Your goal: Exactly reproduce the lines from the line containing "Where can the backpack" to the end of the data below, inclusive, and nothing else.
Record extracts: Begin
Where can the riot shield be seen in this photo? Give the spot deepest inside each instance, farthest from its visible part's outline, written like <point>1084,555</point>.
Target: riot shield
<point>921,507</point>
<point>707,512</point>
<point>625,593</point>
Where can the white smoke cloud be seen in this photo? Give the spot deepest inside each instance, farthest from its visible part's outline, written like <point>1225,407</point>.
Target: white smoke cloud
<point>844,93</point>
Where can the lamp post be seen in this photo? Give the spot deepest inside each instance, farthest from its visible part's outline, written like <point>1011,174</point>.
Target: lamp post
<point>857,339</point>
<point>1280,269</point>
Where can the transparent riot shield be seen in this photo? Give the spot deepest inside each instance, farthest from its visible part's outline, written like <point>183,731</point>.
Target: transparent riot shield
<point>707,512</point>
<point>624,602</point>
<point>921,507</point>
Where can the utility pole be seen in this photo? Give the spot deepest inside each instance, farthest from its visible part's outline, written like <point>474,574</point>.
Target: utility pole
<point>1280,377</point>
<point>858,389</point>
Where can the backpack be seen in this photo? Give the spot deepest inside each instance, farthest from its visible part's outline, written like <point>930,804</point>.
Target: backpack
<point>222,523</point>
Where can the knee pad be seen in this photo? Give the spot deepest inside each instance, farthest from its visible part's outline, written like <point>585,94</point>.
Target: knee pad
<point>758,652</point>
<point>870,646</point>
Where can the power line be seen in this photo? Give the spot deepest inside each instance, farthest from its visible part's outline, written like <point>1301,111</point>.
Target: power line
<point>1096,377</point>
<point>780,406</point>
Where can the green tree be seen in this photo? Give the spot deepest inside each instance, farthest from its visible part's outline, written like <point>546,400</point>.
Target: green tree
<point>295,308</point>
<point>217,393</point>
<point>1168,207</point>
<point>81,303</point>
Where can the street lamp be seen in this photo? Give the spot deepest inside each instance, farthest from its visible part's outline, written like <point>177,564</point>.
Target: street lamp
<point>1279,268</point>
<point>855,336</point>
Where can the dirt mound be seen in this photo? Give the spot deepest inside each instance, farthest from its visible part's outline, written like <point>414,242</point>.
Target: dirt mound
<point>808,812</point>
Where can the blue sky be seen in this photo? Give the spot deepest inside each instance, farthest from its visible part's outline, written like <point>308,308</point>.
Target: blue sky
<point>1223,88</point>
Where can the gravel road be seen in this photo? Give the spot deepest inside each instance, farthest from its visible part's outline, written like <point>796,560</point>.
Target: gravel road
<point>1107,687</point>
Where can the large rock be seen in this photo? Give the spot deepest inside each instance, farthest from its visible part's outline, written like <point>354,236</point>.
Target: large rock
Record extracts: End
Response for this exercise:
Where can the backpack be seen in this photo? Give the spot deepest inside each instance, farthest from its visible part's outline, written like <point>930,804</point>.
Target: backpack
<point>222,523</point>
Where can the knee pad be seen in this photo? Give the spot deepest inside each instance, farthest from its visible part's outline, written like <point>585,94</point>.
Target: knee pad
<point>758,652</point>
<point>870,646</point>
Where can the power line be seen in this photo? Give the spot deepest inside each instance, farthest from its visible part's outline, written like <point>1301,111</point>.
Target: power line
<point>1096,377</point>
<point>780,406</point>
Where can the green tree be seen in this photo? Give the spot deepest inside each instance, farthest from its visible part's outline, written like <point>546,400</point>.
Target: green tree
<point>295,308</point>
<point>217,393</point>
<point>1168,207</point>
<point>81,303</point>
Where can the street lamp be seen in this photo? Give the spot deepest inside each instance, farthest from its visible part's outline, written like <point>177,564</point>.
Target: street lamp
<point>1279,268</point>
<point>855,336</point>
Where can the dirt mound be seen in this photo? Give the spot deepest inside each instance, farthest from its visible part's outline, written like <point>414,242</point>.
Target: dirt mound
<point>808,812</point>
Where can the blue sky be seen in this photo? Give the spot deepest inside each instance, farthest from its visible part's outline, written like <point>308,308</point>.
Target: blue sky
<point>1223,88</point>
Where can the gravel road be seen in this photo? Give the spot deepest inside each instance, farthest from its visible part's outline, written like <point>796,560</point>.
Target: gravel road
<point>1107,687</point>
Where can the large rock be seen in this photo? Give the spot deepest inside each instance, farthest from its visible part's outline, written like <point>354,236</point>.
Target: large rock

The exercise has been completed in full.